(WORK REQUEST):
Reprint every entry, character for character.

(DATASET ENTRIES):
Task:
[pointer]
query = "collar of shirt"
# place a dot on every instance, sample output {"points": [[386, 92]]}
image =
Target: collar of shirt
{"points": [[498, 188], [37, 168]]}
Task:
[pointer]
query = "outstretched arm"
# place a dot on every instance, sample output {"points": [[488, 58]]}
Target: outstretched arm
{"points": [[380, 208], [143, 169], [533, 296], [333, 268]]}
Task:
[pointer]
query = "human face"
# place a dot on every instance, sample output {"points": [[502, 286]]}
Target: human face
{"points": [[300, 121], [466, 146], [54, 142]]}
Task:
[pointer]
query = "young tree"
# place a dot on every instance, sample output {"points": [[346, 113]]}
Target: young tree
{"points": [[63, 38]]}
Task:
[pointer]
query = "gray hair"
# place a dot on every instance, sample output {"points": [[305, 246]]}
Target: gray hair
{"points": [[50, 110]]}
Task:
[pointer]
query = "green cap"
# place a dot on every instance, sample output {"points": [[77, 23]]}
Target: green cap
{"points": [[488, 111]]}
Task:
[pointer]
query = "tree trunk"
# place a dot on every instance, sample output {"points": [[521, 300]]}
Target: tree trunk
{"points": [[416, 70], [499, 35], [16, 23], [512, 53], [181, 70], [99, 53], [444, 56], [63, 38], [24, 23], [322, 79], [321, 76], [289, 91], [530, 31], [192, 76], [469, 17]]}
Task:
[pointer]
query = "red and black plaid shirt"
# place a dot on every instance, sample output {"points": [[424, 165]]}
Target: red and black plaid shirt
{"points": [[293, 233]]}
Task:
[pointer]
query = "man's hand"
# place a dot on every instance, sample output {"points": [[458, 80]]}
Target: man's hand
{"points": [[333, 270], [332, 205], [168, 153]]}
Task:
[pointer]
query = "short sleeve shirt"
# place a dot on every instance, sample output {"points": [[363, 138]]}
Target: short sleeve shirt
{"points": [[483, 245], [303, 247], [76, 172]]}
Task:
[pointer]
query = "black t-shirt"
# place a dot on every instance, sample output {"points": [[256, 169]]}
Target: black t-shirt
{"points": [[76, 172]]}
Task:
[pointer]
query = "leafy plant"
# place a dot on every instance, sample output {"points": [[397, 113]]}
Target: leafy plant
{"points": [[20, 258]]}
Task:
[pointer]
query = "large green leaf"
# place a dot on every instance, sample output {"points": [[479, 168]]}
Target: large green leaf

(RESULT):
Task:
[pointer]
query = "collar of shirt"
# place a dot on every instance, sample output {"points": [[386, 92]]}
image =
Target: collar of shirt
{"points": [[498, 188], [37, 168]]}
Task:
[pointer]
query = "outstretched arm"
# place a dot on every instance, sample output {"points": [[488, 58]]}
Target: outstretched arm
{"points": [[380, 208], [143, 169], [533, 296], [333, 268]]}
Task:
[pointer]
query = "human face"
# place a dot on every instance, sample output {"points": [[502, 286]]}
Target: human face
{"points": [[300, 121], [466, 146], [54, 142]]}
Task:
[pointer]
query = "young tree"
# place a dot on every instance, sample output {"points": [[346, 113]]}
Target: young tree
{"points": [[63, 38]]}
Task:
[pointer]
query = "gray hair"
# place a dot on every instance, sample output {"points": [[305, 246]]}
Target: gray hair
{"points": [[50, 110]]}
Task:
[pointer]
query = "green cap"
# place a dot on every instance, sample output {"points": [[77, 23]]}
Target: green cap
{"points": [[488, 111]]}
Task:
[pointer]
query = "tree trunk"
# place a dot on every instance, sample output {"points": [[521, 300]]}
Target: tree trunk
{"points": [[416, 70], [499, 35], [16, 23], [512, 53], [181, 70], [99, 53], [444, 56], [63, 38], [24, 23], [322, 79], [321, 76], [289, 91], [530, 31], [192, 76], [469, 17]]}
Task:
[pointer]
query = "red and black plaid shirt"
# place a dot on every instance, sample output {"points": [[424, 165]]}
Target: red and black plaid shirt
{"points": [[293, 233]]}
Task:
[pointer]
query = "man's hand"
# place a dot on every instance, sample output {"points": [[458, 80]]}
Target: man's hand
{"points": [[333, 270], [332, 205], [168, 153]]}
Task:
[pointer]
query = "short sleeve shirt"
# place a dot on every instance, sample output {"points": [[363, 138]]}
Target: short sleeve shirt
{"points": [[483, 245], [303, 247], [76, 172]]}
Task:
[pointer]
query = "black t-shirt"
# place a dot on every instance, sample output {"points": [[256, 169]]}
Target: black t-shirt
{"points": [[76, 172]]}
Task:
[pointer]
query = "leafy plant"
# place a dot on every instance, sample output {"points": [[397, 113]]}
Target: leafy plant
{"points": [[20, 258]]}
Task:
[pointer]
query = "large green leaf"
# place a dot on every instance, sample output {"points": [[479, 168]]}
Target: large green leaf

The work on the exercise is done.